AIM = Can you transcribe every record below exactly as it appears?
──────── RECORD EXCERPTS ────────
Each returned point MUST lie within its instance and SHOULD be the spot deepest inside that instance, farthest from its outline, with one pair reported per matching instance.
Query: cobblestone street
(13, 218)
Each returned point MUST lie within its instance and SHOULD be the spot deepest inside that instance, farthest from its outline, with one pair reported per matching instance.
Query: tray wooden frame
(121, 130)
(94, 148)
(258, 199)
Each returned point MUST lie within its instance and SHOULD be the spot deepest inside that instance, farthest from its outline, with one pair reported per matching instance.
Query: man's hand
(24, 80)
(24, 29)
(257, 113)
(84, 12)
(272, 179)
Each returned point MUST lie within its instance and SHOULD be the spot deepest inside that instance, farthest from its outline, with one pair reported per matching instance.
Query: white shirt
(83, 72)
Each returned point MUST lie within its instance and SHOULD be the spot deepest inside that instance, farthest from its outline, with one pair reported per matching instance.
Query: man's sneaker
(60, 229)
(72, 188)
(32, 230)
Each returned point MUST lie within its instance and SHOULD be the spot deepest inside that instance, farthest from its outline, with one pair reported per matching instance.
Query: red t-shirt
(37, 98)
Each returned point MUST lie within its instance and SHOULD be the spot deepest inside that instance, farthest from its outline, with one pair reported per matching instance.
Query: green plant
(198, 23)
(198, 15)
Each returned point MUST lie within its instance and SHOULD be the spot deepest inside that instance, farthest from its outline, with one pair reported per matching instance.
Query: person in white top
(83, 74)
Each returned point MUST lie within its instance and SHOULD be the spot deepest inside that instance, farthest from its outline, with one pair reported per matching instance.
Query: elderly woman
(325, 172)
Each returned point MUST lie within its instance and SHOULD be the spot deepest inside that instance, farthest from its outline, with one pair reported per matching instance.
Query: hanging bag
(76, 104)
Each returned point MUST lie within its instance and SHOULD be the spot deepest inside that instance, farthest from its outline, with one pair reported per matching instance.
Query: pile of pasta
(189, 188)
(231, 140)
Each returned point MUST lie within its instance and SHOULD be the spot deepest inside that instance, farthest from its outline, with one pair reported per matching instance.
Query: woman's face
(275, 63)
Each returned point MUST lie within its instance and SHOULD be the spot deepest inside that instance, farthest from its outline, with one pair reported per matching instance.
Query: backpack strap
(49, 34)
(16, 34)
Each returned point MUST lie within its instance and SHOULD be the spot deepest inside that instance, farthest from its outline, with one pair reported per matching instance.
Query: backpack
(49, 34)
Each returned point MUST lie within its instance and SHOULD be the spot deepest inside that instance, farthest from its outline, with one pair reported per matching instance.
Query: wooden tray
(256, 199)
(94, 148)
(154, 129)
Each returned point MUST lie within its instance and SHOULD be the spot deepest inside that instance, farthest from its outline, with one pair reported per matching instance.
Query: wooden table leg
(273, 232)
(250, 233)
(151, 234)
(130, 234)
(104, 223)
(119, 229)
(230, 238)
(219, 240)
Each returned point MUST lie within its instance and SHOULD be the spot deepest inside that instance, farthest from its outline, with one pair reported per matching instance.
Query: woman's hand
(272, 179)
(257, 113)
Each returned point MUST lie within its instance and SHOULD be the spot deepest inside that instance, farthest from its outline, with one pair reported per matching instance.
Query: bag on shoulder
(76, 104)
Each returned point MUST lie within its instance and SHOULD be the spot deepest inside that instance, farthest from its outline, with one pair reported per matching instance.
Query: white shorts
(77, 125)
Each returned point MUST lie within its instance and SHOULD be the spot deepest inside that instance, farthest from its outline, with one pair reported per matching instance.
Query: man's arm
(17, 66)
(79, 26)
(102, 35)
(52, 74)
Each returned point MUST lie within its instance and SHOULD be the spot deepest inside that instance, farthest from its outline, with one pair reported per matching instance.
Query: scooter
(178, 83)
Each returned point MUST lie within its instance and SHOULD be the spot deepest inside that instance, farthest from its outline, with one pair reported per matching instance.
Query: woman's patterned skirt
────────
WRITTEN SOLUTION =
Each returned point MUST lie within its instance and SHOULD be the spot deepest inside that instance, farthest from its outline, with one pair reported per matching instance.
Query: cobblestone street
(13, 218)
Each returned point MUST lie within its instance and SHOULD be the spot deepest inside that instance, farthest from its outline, with one pair reported per matching instance.
Query: tray wooden frame
(121, 130)
(94, 148)
(258, 199)
Each returned point MUST lie within its instance and SHOULD be the spot deepest inside that instance, farthest from its outline, with one pair reported per matching instance.
Query: man's hand
(24, 80)
(24, 29)
(257, 113)
(84, 12)
(272, 179)
Each returned point MUST lie within its instance and SHOULD be the spot deepest inside that instance, farthest from its outline, with one pair reported per matching instance.
Query: white shirt
(83, 72)
Each returned point MUST lie within its instance and SHOULD be the spot deepest inside that instance, farthest from its outline, with one pair reported per matching instance.
Query: man's sneaker
(60, 229)
(72, 188)
(32, 230)
Each returned point MUST lie within its instance and SHOULD be the spot deepest inside that instance, farthest from its outline, with one pair reported per matching instance.
Query: red t-shirt
(37, 98)
Each returned point MUST lie within its instance and SHOULD be the spot deepest inside that instance, farthest from its outline, with one pair reported per matching instance.
Query: green plant
(198, 23)
(198, 15)
Each returned point MUST lie within its instance and SHOULD be the spot deepest inside that instance, farthest from its outline, with one pair reported per matching instance.
Query: person in white top
(83, 74)
Each returned point MUST lie within its instance and SHOULD be the spot deepest inside that instance, farthest from its outline, with one pair reported per matching instance.
Query: elderly woman
(325, 172)
Each returned point MUST lie within its instance and SHOULD be the spot deepest inside that instance, farthest from its outline, with one pair reported per matching instance.
Query: hanging bag
(76, 104)
Each returned point MUST lie within its instance and SHOULD be the spot deepest inside that instance, farthest from its outline, with one pair reported per matching instance.
Query: pile of pasta
(189, 188)
(231, 140)
Each returned point MUST lie within its instance and SHOULD be the spot deepest inside that instance, farthest from its outline, with one pair reported per matching instance.
Query: woman's face
(275, 63)
Each returned point MUST lie within its instance and SHOULD be the spot deepest inside that instance, farthest from its outline, with one pair reported per matching instance.
Query: backpack strap
(49, 34)
(16, 34)
Each returned point MUST lie within its instance and SHOULD be the spot deepest inside that instance, farthest from its outline, with one pair reported per matching instance.
Query: backpack
(49, 34)
Each returned point MUST lie within its instance and SHOULD be the spot deepest inside that instance, farthest from its outline, with one pair reported per matching instance.
Query: wooden tray
(256, 199)
(94, 148)
(154, 129)
Each returned point MUST lie within its instance and SHOULD be the spot deepest inside that instance, farthest from its outline, with one pair reported per matching instance.
Query: wooden table leg
(273, 232)
(250, 233)
(151, 234)
(130, 234)
(104, 223)
(119, 229)
(230, 238)
(219, 240)
Each returned point MUST lie within its instance and SHOULD be the spot deepest inside that instance, farthest from its outline, with one pair reported per matching instance.
Query: woman's hand
(272, 179)
(257, 113)
Each returned point MUST lie within its instance and SHOULD be the spot deepest inside that instance, farthest from its outline, with one pair reported per matching instance.
Query: bag on shoulder
(76, 104)
Each returned point MUST lie within its instance and SHOULD be the spot deepest inside that instance, farthest from its outline, with one pair reported per matching instance.
Query: white shorts
(77, 125)
Each returned point MUST lie within its instance and SHOULD be the spot deepest inside that instance, farthest from its outline, with one pair reported per matching instance.
Query: man's arm
(17, 66)
(79, 26)
(102, 35)
(52, 74)
Each returned point MUST lie within its instance and SHOULD be the spot deepest inside that instance, farthest from its outline, with one pair reported per matching instance.
Query: scooter
(178, 83)
Each returned point MUST lie within its instance and SHOULD be the spot deepest inside that instance, farthest from its outline, with one pair reported per matching instance.
Query: woman's patterned skirt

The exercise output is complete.